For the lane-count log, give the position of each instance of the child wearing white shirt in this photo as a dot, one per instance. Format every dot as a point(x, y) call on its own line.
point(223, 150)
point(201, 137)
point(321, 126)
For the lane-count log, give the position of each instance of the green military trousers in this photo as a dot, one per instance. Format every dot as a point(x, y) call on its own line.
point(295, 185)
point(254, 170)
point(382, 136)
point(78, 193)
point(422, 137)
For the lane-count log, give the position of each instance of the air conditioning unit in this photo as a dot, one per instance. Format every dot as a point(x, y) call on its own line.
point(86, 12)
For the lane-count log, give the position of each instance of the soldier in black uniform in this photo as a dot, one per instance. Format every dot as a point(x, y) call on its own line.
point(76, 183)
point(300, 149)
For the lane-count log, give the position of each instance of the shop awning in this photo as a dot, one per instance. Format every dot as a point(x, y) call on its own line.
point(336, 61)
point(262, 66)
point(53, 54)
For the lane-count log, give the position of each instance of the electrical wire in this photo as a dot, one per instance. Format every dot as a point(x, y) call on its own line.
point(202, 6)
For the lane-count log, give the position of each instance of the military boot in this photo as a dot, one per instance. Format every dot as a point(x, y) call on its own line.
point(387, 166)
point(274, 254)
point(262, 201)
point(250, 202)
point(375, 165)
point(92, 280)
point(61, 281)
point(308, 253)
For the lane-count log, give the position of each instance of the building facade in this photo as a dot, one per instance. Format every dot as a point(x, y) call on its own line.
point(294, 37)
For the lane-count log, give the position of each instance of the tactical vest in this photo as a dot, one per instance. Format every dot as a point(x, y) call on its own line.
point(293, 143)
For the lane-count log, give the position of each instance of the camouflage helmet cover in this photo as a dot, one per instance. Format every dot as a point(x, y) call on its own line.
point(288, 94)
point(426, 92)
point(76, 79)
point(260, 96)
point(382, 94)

# # # #

» Exercise objective:
Write out exactly the lines from the one with "of the shop" through the end of the records above, both ends included, and leave out all other lines.

» Result for this task:
For the lane-count log, give the position of each instance of the shop awning in this photo as a dot, one per instance. Format every dot as a point(x, y) call on its own line.
point(336, 61)
point(262, 66)
point(53, 54)
For the lane-count log, give the position of each instance of the electrical wire in this photo as a dot, one per instance. Format every dot as a point(x, y) call on its own line.
point(202, 6)
For the lane-count log, give the position of each instance of the military boot in this photo as a dot, one per instance. Format every dot as a point(x, y) call on its own line.
point(387, 166)
point(274, 254)
point(262, 201)
point(250, 202)
point(375, 165)
point(92, 280)
point(61, 281)
point(308, 253)
For the lane-count log, give the position of each instance of the building facade in this photo as a dot, one per instance. Format every dot as a point(x, y) call on its own line.
point(294, 37)
For the lane-count log, give the position of each instance of the tactical vest in this photo as a dot, one per instance. Format every dot as a point(x, y) call on its own line.
point(293, 143)
For the lane-count log, give the position of each instance of the camouflage helmet cover in this photo as a dot, one per instance. Format every dot as a point(x, y) call on its own line.
point(288, 94)
point(426, 92)
point(76, 79)
point(260, 96)
point(382, 94)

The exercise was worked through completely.